Problem statement - All of the listing below must be repeated word for word. Pictures are the only thing to omit.

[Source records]
---*---
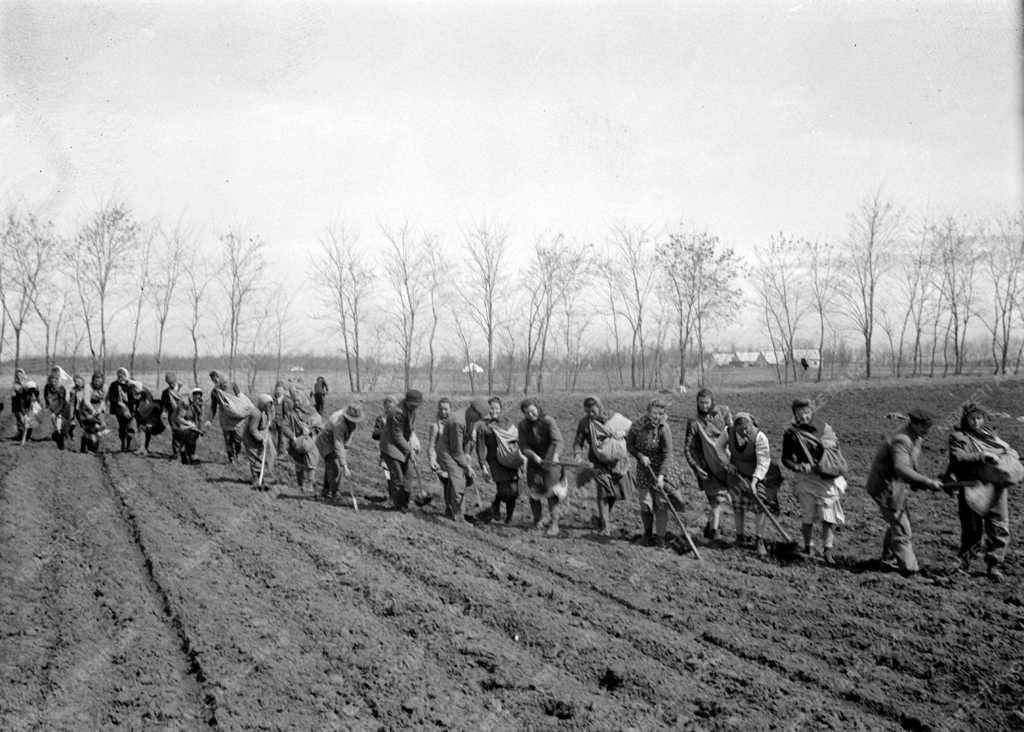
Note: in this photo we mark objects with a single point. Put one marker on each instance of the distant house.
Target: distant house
(719, 360)
(748, 358)
(812, 355)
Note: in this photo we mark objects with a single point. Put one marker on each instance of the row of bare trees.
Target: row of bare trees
(922, 286)
(912, 294)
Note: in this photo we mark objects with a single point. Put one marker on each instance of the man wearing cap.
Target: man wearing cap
(893, 474)
(398, 443)
(257, 440)
(170, 398)
(332, 443)
(445, 450)
(707, 453)
(121, 401)
(974, 451)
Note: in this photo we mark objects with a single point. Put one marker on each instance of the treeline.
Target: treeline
(639, 306)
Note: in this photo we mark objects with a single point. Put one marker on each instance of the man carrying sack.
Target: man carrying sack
(985, 468)
(893, 474)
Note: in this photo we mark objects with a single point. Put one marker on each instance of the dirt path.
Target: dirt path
(91, 639)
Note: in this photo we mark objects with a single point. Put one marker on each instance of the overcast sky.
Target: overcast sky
(742, 118)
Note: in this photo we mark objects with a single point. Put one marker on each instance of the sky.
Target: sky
(279, 118)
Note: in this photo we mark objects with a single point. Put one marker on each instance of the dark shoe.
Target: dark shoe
(887, 565)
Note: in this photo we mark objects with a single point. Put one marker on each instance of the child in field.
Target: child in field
(804, 445)
(147, 416)
(90, 418)
(57, 403)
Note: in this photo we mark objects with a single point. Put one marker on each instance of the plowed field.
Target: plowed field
(140, 593)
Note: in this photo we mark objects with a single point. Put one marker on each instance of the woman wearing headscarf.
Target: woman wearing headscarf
(974, 451)
(148, 415)
(56, 399)
(649, 441)
(506, 477)
(185, 420)
(707, 454)
(332, 444)
(320, 393)
(121, 402)
(609, 478)
(750, 459)
(804, 443)
(298, 425)
(541, 441)
(16, 406)
(257, 439)
(233, 412)
(89, 414)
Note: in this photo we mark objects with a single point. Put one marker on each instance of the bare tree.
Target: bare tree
(632, 273)
(916, 289)
(404, 264)
(30, 248)
(465, 342)
(576, 312)
(436, 294)
(199, 275)
(279, 316)
(169, 265)
(485, 246)
(1004, 257)
(700, 276)
(873, 229)
(780, 280)
(241, 265)
(103, 250)
(141, 267)
(957, 257)
(541, 282)
(345, 280)
(823, 281)
(52, 305)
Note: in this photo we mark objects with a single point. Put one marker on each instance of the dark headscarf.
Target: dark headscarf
(972, 407)
(700, 394)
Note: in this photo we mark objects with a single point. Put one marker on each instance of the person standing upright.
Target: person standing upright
(893, 475)
(706, 447)
(399, 445)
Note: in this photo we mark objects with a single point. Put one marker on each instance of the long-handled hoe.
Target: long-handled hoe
(786, 550)
(675, 515)
(262, 465)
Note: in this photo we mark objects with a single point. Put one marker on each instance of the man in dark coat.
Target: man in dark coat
(506, 478)
(121, 400)
(894, 473)
(399, 445)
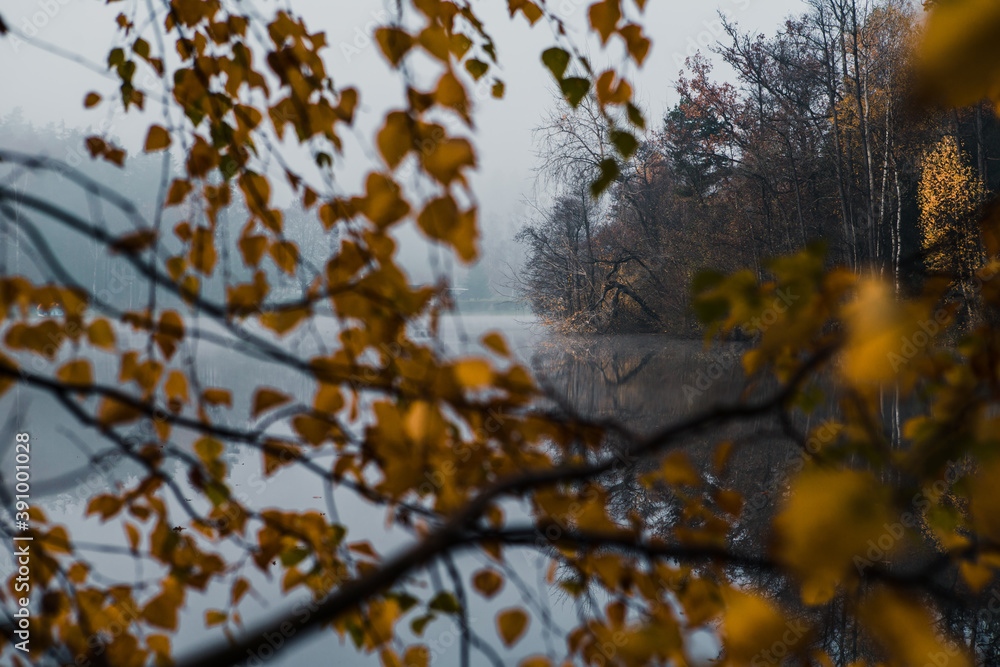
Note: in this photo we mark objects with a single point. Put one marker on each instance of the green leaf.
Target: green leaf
(574, 89)
(294, 556)
(445, 603)
(557, 60)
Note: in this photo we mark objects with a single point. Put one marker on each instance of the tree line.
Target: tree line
(817, 134)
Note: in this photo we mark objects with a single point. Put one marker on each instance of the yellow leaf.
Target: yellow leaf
(264, 399)
(417, 656)
(160, 645)
(214, 617)
(100, 334)
(984, 501)
(823, 532)
(383, 204)
(487, 582)
(958, 58)
(240, 588)
(441, 221)
(176, 387)
(76, 372)
(877, 329)
(157, 139)
(170, 331)
(435, 41)
(446, 159)
(395, 139)
(133, 537)
(389, 658)
(604, 17)
(472, 373)
(751, 624)
(511, 624)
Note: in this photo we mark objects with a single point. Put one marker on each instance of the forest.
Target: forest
(817, 135)
(238, 428)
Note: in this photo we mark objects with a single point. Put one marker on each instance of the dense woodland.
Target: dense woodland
(812, 133)
(285, 432)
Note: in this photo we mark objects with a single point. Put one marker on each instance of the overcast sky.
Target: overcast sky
(51, 89)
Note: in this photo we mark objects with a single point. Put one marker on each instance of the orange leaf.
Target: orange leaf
(511, 625)
(157, 139)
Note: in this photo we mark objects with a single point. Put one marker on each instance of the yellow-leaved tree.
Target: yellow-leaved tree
(881, 545)
(950, 195)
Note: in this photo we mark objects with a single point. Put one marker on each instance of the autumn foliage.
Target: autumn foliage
(385, 412)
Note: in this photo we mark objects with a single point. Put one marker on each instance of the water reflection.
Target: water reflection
(644, 382)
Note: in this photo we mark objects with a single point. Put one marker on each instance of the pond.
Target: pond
(641, 381)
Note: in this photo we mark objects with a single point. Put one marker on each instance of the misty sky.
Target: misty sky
(51, 89)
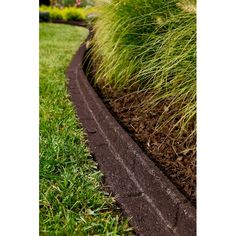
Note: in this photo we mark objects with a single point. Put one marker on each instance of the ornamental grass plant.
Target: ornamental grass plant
(66, 13)
(149, 47)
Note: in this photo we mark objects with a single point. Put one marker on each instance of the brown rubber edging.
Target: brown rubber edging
(145, 194)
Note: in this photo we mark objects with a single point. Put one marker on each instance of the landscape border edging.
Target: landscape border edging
(142, 190)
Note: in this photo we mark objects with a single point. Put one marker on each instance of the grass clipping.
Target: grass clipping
(149, 47)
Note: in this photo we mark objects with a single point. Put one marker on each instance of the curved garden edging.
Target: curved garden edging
(146, 195)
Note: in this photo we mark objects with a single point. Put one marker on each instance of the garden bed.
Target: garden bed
(142, 190)
(175, 157)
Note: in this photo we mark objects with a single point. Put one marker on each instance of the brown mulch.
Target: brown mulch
(175, 155)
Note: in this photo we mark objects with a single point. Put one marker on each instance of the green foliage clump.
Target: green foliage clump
(149, 46)
(72, 13)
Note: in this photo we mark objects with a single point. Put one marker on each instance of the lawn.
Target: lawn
(72, 201)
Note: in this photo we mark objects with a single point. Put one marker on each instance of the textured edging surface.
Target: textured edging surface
(145, 194)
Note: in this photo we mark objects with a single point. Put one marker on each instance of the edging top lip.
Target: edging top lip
(144, 193)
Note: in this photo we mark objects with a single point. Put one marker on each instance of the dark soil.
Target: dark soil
(175, 155)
---*---
Finished exercise -
Note: in this photo we mark objects with a single point. Put one marker on each instance of the distant house.
Target: distant house
(719, 360)
(748, 358)
(812, 355)
Note: in this photo we mark objects with a single point. Put one marker on each instance of the row of bare trees.
Target: row of bare trees
(922, 286)
(912, 294)
Note: in this photo we mark objects with a single point. Put one marker on each instance of the man wearing cap.
Target: man wearing cap
(893, 474)
(398, 443)
(257, 440)
(170, 398)
(332, 443)
(445, 450)
(707, 453)
(121, 401)
(974, 451)
Note: in this photo we mark objects with a single point. Put one marker on each instance of the treeline.
Target: treeline
(639, 306)
Note: in this photo we mark objects with a single point. Put one marker on each instance of the man carrying sack.
Target: man carrying sack
(985, 468)
(893, 474)
Note: in this photo we mark objects with a single point. Put one marker on each instance of the dirt path.
Target: dirt path
(91, 639)
Note: in this photo we mark objects with a single point. Put one marker on each instance of the overcast sky.
Target: overcast sky
(742, 118)
Note: in this photo we mark objects with a single point. Put one marker on each instance of the sky.
Target: sky
(279, 118)
Note: in this photo we mark objects with a single point. Put one marker on each instance of the dark shoe.
Target: dark shoe
(887, 565)
Note: in this photo we mark objects with a single point. Put one marker on each instance of the child in field.
Target: child in field
(804, 445)
(147, 416)
(90, 418)
(57, 403)
Note: in this photo we mark objects with a single point. Put one marker on each instance of the plowed field.
Target: plowed field
(140, 593)
Note: in this photo we mark objects with a single point. Put one marker on each instance of the woman wearing headscarf.
Target: woman wearing headscarf
(974, 451)
(148, 415)
(56, 399)
(649, 441)
(506, 477)
(185, 420)
(707, 454)
(332, 444)
(320, 393)
(121, 402)
(609, 478)
(750, 459)
(804, 443)
(298, 425)
(541, 441)
(16, 406)
(257, 439)
(233, 412)
(89, 414)
Note: in this photo we mark objects with a single point. Put one marker on each instance of the bare tree.
Target: bare tree
(632, 273)
(916, 289)
(404, 264)
(30, 248)
(465, 342)
(576, 312)
(436, 294)
(199, 275)
(279, 316)
(169, 265)
(485, 246)
(1004, 257)
(700, 276)
(873, 229)
(780, 280)
(241, 265)
(103, 250)
(141, 267)
(957, 257)
(541, 282)
(345, 280)
(823, 281)
(52, 305)
Note: in this photo we mark objects with a single point. Put one marker on each instance of the dark headscarf.
Target: dark headscarf
(972, 407)
(700, 394)
Note: in this photo we mark objects with a single point. Put one marker on each instance of the person standing upright.
Target: person standing upright
(893, 475)
(706, 447)
(399, 445)
Note: in this photo we mark objects with a single point. Put one marker on each instance of the long-handled hoe.
Target: long-handled hoe
(786, 550)
(675, 515)
(262, 465)
Note: in this photo we mark objects with a single point. Put one marker on each instance of the man in dark coat.
Target: man in dark coat
(506, 478)
(121, 400)
(894, 473)
(399, 445)
Note: in this photo we mark objects with a single point. Put one marker on each instance of the green leaf.
Target: green leaf
(574, 89)
(294, 556)
(445, 603)
(557, 60)
Note: in this photo we mark objects with a single point. Put one marker on each instance of the tree line.
Target: tree line
(817, 134)
Note: in this photo we mark objects with a single point. Put one marker on each instance of the yellow leaf.
Target: yellow leaf
(264, 399)
(417, 656)
(160, 645)
(214, 617)
(100, 334)
(984, 501)
(823, 532)
(383, 204)
(487, 582)
(958, 58)
(240, 588)
(441, 221)
(176, 387)
(76, 372)
(877, 329)
(157, 139)
(170, 331)
(435, 41)
(446, 159)
(395, 139)
(133, 537)
(389, 658)
(604, 17)
(472, 373)
(751, 624)
(511, 624)
Note: in this photo we mark objects with a single point. Put one marker on each instance of the forest.
Target: forest
(817, 135)
(238, 428)
Note: in this photo we mark objects with a single point. Put one marker on each instance of the dense woodland.
Target: dense woodland
(812, 133)
(285, 432)
Note: in this photo we mark objects with a single point. Put one marker on each instance of the overcast sky.
Target: overcast sky
(51, 89)
Note: in this photo we mark objects with a single point. Put one marker on each instance of the orange leaf.
Target: orange leaf
(511, 625)
(157, 139)
Note: in this photo we mark objects with a single point. Put one marker on each instance of the yellow-leaved tree.
Target: yellow-leaved tree
(881, 545)
(950, 195)
Note: in this photo we mark objects with a single point. Put one marker on each instance of the autumn foliage.
Target: autumn foliage
(385, 412)
Note: in this photo we mark objects with a single point. Put one marker on each instance of the water reflection.
Target: water reflection
(644, 382)
Note: in this photo we mark objects with a single point. Put one marker on each instance of the pond.
Target: pond
(641, 381)
Note: in this photo we mark objects with a single point. Put one marker on each instance of the misty sky.
Target: misty sky
(51, 89)
Note: in this photo we mark objects with a single point. Put one marker on each instance of the ornamental grass plant.
Target: ornamental grass plant
(66, 13)
(149, 47)
Note: in this photo we mark objects with a single point. Put one marker on each instance of the brown rubber edging.
Target: brown rubber edging
(145, 194)
Note: in this photo we mark objects with a single point. Put one marker on each instance of the landscape border edging.
Target: landscape border edging
(142, 190)
Note: in this photo we mark objects with a single point. Put one marker on each instance of the grass clipping.
Target: grass clipping
(149, 47)
Note: in this photo we mark objects with a single point. Put one marker on each instance of the curved garden edging.
Target: curved garden edging
(146, 195)
Note: in this photo we mark objects with a single point. Put one marker on each instance of the garden bed.
Target: garden bed
(142, 190)
(175, 157)
Note: in this photo we mark objects with a single point. Put one marker on each instance of the brown mulch.
Target: brown mulch
(175, 155)
Note: in this photo we mark objects with a single point. Put one marker on each instance of the green foliage clump.
Target: green foliage clump
(149, 46)
(72, 13)
Note: in this photo we mark objects with a single point. Put one marker on each instance of the lawn.
Target: lawn
(72, 201)
Note: in this photo we mark objects with a single point. Put one marker on each instance of the textured edging surface.
Target: textured edging surface
(145, 194)
Note: in this photo we mark objects with a single point. Put one marker on each instance of the edging top lip.
Target: edging top lip
(144, 193)
Note: in this photo we mark objects with a single point. Put one marker on each instance of the dark soil.
Target: dark soil
(175, 155)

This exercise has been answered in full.